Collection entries
┄┄┄┄┄┄┄┄┄┄

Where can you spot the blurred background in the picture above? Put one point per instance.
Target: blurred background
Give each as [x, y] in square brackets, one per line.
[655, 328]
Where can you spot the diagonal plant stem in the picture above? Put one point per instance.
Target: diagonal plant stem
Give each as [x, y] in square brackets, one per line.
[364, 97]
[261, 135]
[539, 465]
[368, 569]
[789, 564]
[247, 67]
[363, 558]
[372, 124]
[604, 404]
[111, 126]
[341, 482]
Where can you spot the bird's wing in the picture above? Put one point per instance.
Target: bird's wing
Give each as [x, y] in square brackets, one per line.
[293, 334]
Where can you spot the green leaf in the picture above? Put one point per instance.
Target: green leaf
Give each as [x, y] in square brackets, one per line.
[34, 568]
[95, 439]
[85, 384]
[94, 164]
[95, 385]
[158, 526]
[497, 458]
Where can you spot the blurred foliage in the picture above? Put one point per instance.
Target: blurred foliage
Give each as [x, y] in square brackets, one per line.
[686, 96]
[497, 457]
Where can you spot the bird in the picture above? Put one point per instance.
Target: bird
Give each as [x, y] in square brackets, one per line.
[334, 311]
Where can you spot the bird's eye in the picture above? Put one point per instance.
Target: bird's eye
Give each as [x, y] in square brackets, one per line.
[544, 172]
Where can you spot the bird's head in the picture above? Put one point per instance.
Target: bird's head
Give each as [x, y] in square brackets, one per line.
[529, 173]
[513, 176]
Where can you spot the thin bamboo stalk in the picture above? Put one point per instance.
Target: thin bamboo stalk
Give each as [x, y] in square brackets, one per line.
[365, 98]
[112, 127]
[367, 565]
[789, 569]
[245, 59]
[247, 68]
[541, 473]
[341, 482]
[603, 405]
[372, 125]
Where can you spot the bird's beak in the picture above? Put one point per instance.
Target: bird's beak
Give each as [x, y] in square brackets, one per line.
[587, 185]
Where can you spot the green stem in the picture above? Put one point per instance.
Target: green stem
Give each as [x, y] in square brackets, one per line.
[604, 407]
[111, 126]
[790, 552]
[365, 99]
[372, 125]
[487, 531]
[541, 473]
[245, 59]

┄┄┄┄┄┄┄┄┄┄

▶ **Exercise**
Update the lines starting with the line containing "Where can you spot the thin" and going on through the end of the records, changing "square brackets" to "round brackets" and leaving all else unchanged.

▶ **The reply**
Where can you spot the thin bamboo stalk in the picture above? Put one point per instance.
Target: thin bamboo stalk
Give each as [x, y] in round brackets, one per line.
[365, 98]
[112, 127]
[367, 565]
[789, 569]
[245, 59]
[247, 68]
[541, 473]
[341, 482]
[603, 405]
[372, 125]
Where can you spot the bird's beak in the picture above? Put one point per instance.
Target: bird's beak
Give each as [x, y] in round brackets, one per line.
[587, 185]
Where can you spot the green stem in the picture above? Put one point per instance.
Target: green stem
Give each as [x, y] in round brackets, one per line.
[604, 407]
[111, 126]
[790, 552]
[365, 99]
[372, 125]
[487, 531]
[541, 473]
[245, 59]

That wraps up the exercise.